● **Written exercise**: List every line of the records below that contains the string "grass", copying each such line in full.

----------

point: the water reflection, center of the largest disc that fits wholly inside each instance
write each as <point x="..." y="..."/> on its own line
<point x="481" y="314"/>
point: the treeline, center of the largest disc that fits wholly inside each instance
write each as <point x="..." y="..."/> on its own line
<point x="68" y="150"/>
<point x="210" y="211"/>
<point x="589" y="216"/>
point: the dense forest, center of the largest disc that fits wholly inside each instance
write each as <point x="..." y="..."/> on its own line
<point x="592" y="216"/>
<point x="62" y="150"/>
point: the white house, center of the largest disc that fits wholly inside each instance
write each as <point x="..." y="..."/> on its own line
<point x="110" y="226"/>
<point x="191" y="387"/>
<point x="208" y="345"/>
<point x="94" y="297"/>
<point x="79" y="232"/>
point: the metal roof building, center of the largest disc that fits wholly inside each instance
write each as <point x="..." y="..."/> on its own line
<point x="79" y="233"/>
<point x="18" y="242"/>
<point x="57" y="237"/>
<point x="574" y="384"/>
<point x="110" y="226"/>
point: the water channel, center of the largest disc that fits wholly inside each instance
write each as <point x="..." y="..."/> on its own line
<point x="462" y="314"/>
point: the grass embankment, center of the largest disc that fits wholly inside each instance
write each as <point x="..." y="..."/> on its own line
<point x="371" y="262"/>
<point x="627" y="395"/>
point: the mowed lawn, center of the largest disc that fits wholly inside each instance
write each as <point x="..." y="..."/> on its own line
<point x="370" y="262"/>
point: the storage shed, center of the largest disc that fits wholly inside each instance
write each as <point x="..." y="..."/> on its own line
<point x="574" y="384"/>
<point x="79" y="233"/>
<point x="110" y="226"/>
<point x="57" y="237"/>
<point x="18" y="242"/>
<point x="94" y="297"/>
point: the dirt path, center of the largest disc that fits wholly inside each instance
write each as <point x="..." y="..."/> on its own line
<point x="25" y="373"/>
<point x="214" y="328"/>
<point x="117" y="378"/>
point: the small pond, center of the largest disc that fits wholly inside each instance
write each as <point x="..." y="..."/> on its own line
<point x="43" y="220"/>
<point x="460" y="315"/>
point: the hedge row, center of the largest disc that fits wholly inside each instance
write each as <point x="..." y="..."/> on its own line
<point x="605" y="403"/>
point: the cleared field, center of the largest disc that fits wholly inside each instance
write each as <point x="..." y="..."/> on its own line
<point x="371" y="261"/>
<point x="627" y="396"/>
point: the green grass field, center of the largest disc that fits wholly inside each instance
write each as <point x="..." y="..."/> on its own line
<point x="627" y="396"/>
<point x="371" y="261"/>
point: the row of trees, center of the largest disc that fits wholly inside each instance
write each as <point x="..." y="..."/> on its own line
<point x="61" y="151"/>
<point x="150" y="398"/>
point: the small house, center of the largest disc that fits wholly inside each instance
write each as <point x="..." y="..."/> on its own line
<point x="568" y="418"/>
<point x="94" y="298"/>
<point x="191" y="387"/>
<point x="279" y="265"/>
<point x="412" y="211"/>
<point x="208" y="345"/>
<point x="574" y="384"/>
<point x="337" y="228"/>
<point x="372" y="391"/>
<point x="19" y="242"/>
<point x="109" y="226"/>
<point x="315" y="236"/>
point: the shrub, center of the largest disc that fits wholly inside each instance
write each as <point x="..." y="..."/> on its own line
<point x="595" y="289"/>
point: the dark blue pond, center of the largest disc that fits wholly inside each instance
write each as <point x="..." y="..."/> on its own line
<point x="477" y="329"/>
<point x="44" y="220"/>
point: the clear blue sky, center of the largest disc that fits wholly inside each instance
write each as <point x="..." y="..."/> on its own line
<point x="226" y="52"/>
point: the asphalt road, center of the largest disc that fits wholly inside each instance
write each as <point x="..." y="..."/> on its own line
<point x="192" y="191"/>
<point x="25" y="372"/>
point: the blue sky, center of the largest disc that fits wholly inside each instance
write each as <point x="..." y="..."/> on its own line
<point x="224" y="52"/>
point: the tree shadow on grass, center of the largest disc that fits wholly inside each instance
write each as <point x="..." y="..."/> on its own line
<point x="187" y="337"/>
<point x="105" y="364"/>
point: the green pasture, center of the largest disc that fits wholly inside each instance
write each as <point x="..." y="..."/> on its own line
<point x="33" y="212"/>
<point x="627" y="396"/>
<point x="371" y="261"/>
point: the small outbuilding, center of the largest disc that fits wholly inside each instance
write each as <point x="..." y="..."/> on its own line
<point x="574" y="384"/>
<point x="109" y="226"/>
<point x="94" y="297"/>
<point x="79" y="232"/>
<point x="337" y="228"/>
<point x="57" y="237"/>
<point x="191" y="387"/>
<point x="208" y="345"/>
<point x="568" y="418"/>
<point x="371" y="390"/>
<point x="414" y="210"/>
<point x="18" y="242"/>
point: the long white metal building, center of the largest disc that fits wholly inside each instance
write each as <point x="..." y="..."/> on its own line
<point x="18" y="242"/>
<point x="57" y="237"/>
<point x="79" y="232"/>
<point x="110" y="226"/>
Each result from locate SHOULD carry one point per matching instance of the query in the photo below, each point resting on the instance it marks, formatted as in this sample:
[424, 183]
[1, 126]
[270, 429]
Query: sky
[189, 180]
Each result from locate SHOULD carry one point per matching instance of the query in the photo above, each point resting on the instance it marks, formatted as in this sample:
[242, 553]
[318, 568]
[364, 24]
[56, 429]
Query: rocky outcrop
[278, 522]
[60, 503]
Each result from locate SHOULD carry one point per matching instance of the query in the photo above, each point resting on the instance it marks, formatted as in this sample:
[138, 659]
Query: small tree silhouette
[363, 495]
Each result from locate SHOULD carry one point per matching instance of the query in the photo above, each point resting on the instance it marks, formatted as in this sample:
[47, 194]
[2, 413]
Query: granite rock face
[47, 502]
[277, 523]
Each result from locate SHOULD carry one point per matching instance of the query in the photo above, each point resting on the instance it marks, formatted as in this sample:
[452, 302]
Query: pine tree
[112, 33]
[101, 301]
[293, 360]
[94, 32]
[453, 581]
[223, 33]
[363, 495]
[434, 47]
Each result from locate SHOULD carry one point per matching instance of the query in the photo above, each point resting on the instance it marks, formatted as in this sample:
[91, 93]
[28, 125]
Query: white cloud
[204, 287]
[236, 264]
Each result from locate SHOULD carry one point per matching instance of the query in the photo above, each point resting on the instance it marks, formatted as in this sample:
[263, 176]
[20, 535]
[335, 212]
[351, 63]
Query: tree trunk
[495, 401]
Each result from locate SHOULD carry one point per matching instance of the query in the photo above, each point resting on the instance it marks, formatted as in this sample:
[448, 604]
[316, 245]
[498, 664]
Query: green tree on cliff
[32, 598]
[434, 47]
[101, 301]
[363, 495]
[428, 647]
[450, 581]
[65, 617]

----------

● **Exercise answer**:
point: the grass embankment, center of the largest disc that fits wholly inside each instance
point: the green grass field, center of the largest disc that fits wholly inside each instance
point: the tree shadow on grass, center of the largest disc that fits wholly inside each instance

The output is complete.